- **WHAT YOU SHOULD DO**
Repeat everything in the material exactly.

================================

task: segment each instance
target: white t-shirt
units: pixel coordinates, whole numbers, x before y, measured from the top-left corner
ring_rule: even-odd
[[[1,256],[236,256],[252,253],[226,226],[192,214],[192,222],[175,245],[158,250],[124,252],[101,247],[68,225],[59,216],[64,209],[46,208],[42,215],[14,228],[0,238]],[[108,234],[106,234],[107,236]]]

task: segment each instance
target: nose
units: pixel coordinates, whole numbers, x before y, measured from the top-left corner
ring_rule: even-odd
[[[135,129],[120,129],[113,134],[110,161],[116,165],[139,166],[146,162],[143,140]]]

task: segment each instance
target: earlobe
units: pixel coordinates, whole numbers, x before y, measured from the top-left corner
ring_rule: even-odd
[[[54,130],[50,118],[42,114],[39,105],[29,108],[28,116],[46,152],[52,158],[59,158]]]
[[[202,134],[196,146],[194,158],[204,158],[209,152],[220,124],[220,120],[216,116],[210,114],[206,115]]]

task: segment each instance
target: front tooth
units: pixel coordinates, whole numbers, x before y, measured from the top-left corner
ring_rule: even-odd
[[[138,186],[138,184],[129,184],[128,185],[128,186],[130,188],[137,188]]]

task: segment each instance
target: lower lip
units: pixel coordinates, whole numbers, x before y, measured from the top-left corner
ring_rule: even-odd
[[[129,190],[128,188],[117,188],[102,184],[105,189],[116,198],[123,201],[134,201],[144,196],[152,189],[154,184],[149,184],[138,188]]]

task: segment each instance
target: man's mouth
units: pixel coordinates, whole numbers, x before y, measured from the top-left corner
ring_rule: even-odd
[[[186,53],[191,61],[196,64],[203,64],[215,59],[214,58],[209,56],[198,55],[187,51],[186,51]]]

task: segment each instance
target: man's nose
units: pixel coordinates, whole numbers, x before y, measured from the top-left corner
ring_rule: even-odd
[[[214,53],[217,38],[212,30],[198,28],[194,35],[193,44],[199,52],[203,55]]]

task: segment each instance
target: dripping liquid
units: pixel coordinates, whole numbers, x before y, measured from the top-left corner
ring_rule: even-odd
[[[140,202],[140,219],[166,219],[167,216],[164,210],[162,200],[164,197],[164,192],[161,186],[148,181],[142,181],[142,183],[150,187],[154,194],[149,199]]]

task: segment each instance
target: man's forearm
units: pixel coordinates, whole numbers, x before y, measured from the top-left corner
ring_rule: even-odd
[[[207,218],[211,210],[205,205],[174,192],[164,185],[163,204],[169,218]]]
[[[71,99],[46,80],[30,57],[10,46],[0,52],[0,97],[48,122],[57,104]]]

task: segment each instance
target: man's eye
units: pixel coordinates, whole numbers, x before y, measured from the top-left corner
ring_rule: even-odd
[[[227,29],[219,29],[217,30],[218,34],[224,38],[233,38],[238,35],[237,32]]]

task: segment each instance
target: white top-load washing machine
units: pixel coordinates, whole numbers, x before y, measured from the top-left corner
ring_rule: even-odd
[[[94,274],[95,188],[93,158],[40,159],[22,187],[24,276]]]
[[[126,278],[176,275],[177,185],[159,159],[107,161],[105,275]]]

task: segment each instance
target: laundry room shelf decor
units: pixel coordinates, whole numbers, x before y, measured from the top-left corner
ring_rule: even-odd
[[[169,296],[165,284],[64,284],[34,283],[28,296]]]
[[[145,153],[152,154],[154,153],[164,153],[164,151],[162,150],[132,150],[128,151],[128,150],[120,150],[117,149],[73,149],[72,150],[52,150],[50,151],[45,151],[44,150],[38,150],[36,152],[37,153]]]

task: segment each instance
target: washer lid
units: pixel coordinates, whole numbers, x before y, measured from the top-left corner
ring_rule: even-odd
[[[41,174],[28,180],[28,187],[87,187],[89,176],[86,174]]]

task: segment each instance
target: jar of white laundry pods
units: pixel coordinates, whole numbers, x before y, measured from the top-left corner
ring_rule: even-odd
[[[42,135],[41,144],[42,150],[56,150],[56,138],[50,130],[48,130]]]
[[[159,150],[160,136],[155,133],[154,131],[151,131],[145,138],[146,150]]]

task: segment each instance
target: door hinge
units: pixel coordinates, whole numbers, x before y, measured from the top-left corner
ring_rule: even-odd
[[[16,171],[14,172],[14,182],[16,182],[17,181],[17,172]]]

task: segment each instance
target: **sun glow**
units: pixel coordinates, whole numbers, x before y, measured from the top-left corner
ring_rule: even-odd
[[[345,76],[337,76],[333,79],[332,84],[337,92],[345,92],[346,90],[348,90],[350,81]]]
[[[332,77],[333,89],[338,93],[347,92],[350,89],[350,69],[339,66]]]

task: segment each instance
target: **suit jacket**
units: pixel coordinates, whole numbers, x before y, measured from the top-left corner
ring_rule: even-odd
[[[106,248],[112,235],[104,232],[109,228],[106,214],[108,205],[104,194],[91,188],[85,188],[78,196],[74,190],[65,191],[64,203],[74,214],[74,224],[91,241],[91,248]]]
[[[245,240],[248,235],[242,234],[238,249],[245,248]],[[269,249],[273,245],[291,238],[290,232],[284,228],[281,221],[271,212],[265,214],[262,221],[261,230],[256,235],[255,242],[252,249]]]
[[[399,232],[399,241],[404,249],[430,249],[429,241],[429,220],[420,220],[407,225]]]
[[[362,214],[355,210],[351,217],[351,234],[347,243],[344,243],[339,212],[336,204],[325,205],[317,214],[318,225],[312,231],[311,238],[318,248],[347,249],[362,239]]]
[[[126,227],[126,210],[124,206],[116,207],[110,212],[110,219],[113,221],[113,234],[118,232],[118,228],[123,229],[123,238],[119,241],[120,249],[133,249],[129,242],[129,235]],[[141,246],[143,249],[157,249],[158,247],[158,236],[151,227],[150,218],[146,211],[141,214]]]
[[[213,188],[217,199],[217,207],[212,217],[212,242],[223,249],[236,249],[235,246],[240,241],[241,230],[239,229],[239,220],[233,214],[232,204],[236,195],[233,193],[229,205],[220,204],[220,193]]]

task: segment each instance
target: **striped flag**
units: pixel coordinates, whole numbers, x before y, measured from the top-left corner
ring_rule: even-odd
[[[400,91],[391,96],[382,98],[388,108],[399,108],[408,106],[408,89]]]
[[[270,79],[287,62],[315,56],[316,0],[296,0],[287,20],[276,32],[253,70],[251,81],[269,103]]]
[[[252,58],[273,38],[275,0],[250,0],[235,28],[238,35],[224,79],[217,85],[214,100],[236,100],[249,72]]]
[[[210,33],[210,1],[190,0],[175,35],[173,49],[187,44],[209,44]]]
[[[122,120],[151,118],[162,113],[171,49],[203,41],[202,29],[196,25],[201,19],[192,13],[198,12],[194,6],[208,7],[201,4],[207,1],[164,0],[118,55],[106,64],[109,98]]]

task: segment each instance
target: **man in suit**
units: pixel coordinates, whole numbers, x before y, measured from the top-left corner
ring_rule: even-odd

================================

- **ANSWER TO THIS TASK**
task: segment each instance
target: white t-shirt
units: pixel coordinates, whole numbers, x before y, measured from the top-left corner
ring_rule: even-odd
[[[1,256],[236,256],[252,253],[226,226],[192,214],[192,222],[175,245],[158,250],[124,252],[101,247],[68,225],[59,216],[64,209],[46,208],[42,215],[14,228],[0,238]],[[108,234],[106,234],[107,236]]]

task: segment each instance
target: nose
units: pixel coordinates, whole numbers, x before y, measured from the top-left corner
ring_rule: even-odd
[[[135,129],[120,129],[113,134],[110,161],[116,165],[139,166],[146,162],[143,140]]]

task: segment each instance
target: earlobe
units: pixel coordinates, whole numbers, x before y, measured from the top-left corner
ring_rule: even-odd
[[[54,130],[50,118],[42,114],[39,105],[29,108],[28,116],[46,152],[52,158],[59,158]]]
[[[202,134],[196,146],[194,158],[204,158],[209,152],[220,124],[220,120],[216,116],[210,114],[206,115]]]

task: segment each instance
target: front tooth
units: pixel coordinates, whole numbers, x before y, measured from the top-left corner
ring_rule: even-odd
[[[138,186],[138,184],[129,184],[128,185],[128,186],[130,188],[137,188]]]

task: segment each instance
target: lower lip
units: pixel coordinates, whole numbers, x before y, measured from the top-left corner
ring_rule: even-odd
[[[129,190],[128,188],[117,188],[102,184],[105,189],[116,198],[123,201],[134,201],[144,196],[152,189],[154,184],[149,184],[138,188]]]

task: segment each instance
target: man's mouth
units: pixel coordinates, whole numbers, x before y, measured from the top-left corner
ring_rule: even-odd
[[[186,53],[191,61],[196,64],[203,64],[215,59],[214,58],[209,56],[198,55],[187,51],[186,51]]]

task: segment each instance
target: man's nose
units: pixel coordinates, whole numbers, x before y, measured from the top-left corner
ring_rule: even-odd
[[[214,53],[217,38],[212,30],[198,28],[194,35],[193,44],[199,52],[203,55]]]

task: segment each instance
target: dripping liquid
units: pixel coordinates, whole numbers, x before y, measured from the top-left corner
ring_rule: even-odd
[[[140,202],[140,219],[166,219],[167,216],[164,210],[162,200],[164,197],[164,192],[161,186],[148,181],[142,181],[142,183],[150,187],[154,194],[149,199]]]

task: segment each instance
target: man's forearm
units: pixel coordinates, whole numbers, x before y, measured from the top-left corner
ring_rule: even-odd
[[[207,218],[211,210],[205,205],[174,192],[164,185],[163,204],[169,218]]]
[[[71,99],[46,80],[30,57],[10,46],[0,52],[0,97],[48,122],[57,104]]]

task: segment each instance
target: man's eye
units: pixel coordinates, whole numbers, x before y, measured from the top-left corner
ring_rule: even-odd
[[[227,29],[219,29],[217,30],[218,34],[224,38],[233,38],[238,35],[237,32]]]

task: segment each instance
target: white top-load washing machine
units: pixel coordinates, whole numbers, x before y, measured from the top-left corner
ring_rule: even-odd
[[[94,274],[95,188],[93,158],[40,159],[22,187],[24,276]]]
[[[126,278],[176,275],[177,185],[159,159],[107,161],[105,275]]]

task: segment each instance
target: laundry room shelf decor
units: pixel coordinates, whole numbers, x before y, measured from the top-left corner
ring_rule: even-odd
[[[169,296],[165,284],[64,284],[34,283],[28,296]]]
[[[145,153],[152,154],[154,153],[164,153],[164,151],[162,150],[132,150],[128,151],[128,150],[120,150],[117,149],[73,149],[72,150],[52,150],[50,151],[45,151],[44,150],[38,150],[36,152],[37,153]]]

task: segment each instance
target: washer lid
units: pixel coordinates, whole numbers, x before y, measured from the top-left corner
ring_rule: even-odd
[[[41,174],[28,180],[28,187],[87,187],[89,176],[86,174]]]

task: segment each instance
target: jar of white laundry pods
units: pixel coordinates, whole numbers, x before y, measured from the top-left corner
ring_rule: even-odd
[[[42,135],[41,144],[42,150],[56,150],[56,138],[50,130],[48,130]]]
[[[159,150],[160,136],[155,133],[154,131],[151,131],[145,138],[146,150]]]

task: segment each instance
target: door hinge
units: pixel coordinates, whole numbers, x before y, measured from the top-left corner
ring_rule: even-odd
[[[16,171],[14,172],[14,182],[16,182],[17,181],[17,172]]]

task: segment each instance
target: **sun glow**
units: pixel coordinates, whole numbers, x before y, measured from the top-left corner
ring_rule: even-odd
[[[345,76],[337,76],[333,79],[332,84],[337,92],[345,92],[346,90],[348,90],[350,81]]]
[[[332,77],[333,89],[338,93],[347,92],[350,89],[350,69],[339,66]]]

task: segment each instance
target: **suit jacket**
units: pixel coordinates, whole numbers, x before y, measured from the top-left corner
ring_rule: even-odd
[[[106,248],[112,235],[104,232],[109,228],[106,214],[108,205],[104,194],[91,188],[85,188],[78,196],[74,190],[65,191],[64,203],[74,214],[74,224],[91,241],[91,248]]]
[[[245,240],[248,235],[242,234],[238,249],[245,248]],[[269,249],[273,245],[291,238],[290,232],[284,228],[281,221],[271,212],[265,214],[262,221],[261,230],[256,235],[255,242],[252,249]]]
[[[399,232],[399,241],[404,249],[430,249],[429,241],[429,220],[420,220],[407,225]]]
[[[362,214],[355,210],[351,217],[351,234],[347,243],[344,243],[339,212],[336,204],[325,205],[317,214],[318,225],[312,231],[311,238],[318,248],[347,249],[362,239]]]
[[[126,227],[126,210],[124,206],[116,207],[110,212],[110,219],[113,221],[113,234],[118,232],[118,228],[123,229],[123,238],[119,241],[120,249],[133,249],[129,242],[129,235]],[[141,246],[143,249],[157,249],[158,247],[158,236],[151,227],[150,218],[146,211],[141,214]]]
[[[213,188],[217,199],[217,207],[212,217],[212,242],[223,249],[236,249],[235,246],[240,241],[241,230],[239,229],[239,220],[233,214],[232,204],[236,195],[233,193],[229,205],[220,204],[220,193]]]

task: segment each instance
target: **striped flag**
units: pixel coordinates, whole numbers, x before y, measured from the top-left corner
ring_rule: even-odd
[[[400,91],[391,96],[382,98],[388,108],[399,108],[408,106],[408,89]]]
[[[270,79],[287,62],[315,56],[316,0],[296,0],[287,20],[276,32],[253,70],[251,81],[269,103]]]
[[[252,58],[273,38],[275,0],[250,0],[235,28],[238,35],[224,79],[217,85],[214,100],[236,100],[249,72]]]
[[[210,33],[210,1],[190,0],[175,35],[173,49],[187,44],[209,44]]]
[[[122,120],[151,118],[162,113],[171,49],[203,41],[202,29],[196,25],[201,19],[192,13],[198,12],[194,6],[208,7],[201,4],[207,1],[164,0],[118,55],[106,64],[109,98]]]

task: segment each instance
target: **man in suit**
units: pixel coordinates, whole numbers, x before y, measured from the top-left corner
ring_rule: even-odd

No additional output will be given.